* **Passage to read**:
Similar to the style of the previous Monogatari series, Hanamonogatari quickly takes command and lures viewers in with its cleverly constructed dialogues. The on-screen text serves as both a practice and testament to get a viewer’s attention because viewers wants to know their meaning. They also want to know their purpose, idea, and in general the message of the show is about. Directed by Tomoyuki Itamura with Akiyuki Shinbo serving as the chief director, Hanamonogatari is aimed at fans who wants to see the continuation of this franchise. It’s rather important to get yourself familiarized with the previous seasons such as Monogatari Second Series so that the experience will be that much better when venturing into this show.

It’s probably also said often that the show might not be for everyone. The style of Hanamonogatari has that avant- garde feeling with its style. But without jumping on the shark too hard, we also get a thrilling narration with referencing to the devil. Taglines such as “that person is a devilish one” and “the devil just might be me” drills a thrilling thought into a viewer’s mind.

It becomes like a puzzle with pieces that fit together. And in Hanamonogatari, those pieces come together with its cleverly crafted story. For starters, the show advertises itself with Suruga Kanbaru as the main event. Sporting an athletic set of clothes and matching personality, viewers will quickly find that she has fragile part of her essence. Perhaps this could be the arm that is bandaged with a story to tell. And this is where exactly Monogatari series shine – the ability to articulate its story and tell it to the viewers with cleverness.

* **Provided records**:
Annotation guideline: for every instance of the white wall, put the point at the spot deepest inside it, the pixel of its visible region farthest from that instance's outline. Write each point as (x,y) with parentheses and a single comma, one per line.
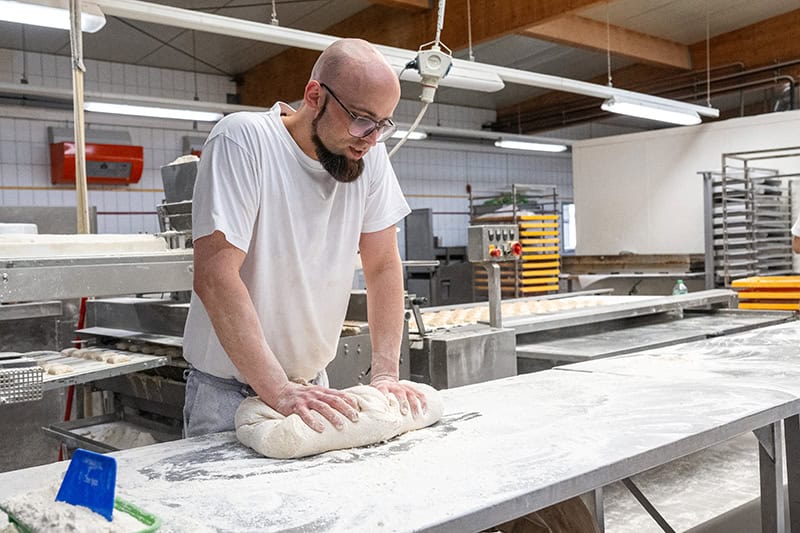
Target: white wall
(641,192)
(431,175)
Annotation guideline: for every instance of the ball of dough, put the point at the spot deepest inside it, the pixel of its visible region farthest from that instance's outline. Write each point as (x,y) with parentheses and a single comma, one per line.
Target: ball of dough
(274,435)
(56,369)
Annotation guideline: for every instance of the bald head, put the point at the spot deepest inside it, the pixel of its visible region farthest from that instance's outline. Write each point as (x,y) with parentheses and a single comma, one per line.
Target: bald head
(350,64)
--
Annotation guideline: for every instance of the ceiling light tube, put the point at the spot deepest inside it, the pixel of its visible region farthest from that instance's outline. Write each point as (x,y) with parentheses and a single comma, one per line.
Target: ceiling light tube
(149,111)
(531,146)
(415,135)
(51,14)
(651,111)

* **To do**:
**1.** From the Hanamonogatari review, return the passage starting at "It’s probably also" and ending at "a viewer’s mind.", copied word for word.
**2.** Identify each line of the records that contains the string "Target", treating uppercase and lowercase as different, and copy those lines in full.

* **Complete answers**:
**1.**
It’s probably also said often that the show might not be for everyone. The style of Hanamonogatari has that avant- garde feeling with its style. But without jumping on the shark too hard, we also get a thrilling narration with referencing to the devil. Taglines such as “that person is a devilish one” and “the devil just might be me” drills a thrilling thought into a viewer’s mind.

**2.**
Target: white wall
Target: ball of dough
Target: bald head
Target: ceiling light tube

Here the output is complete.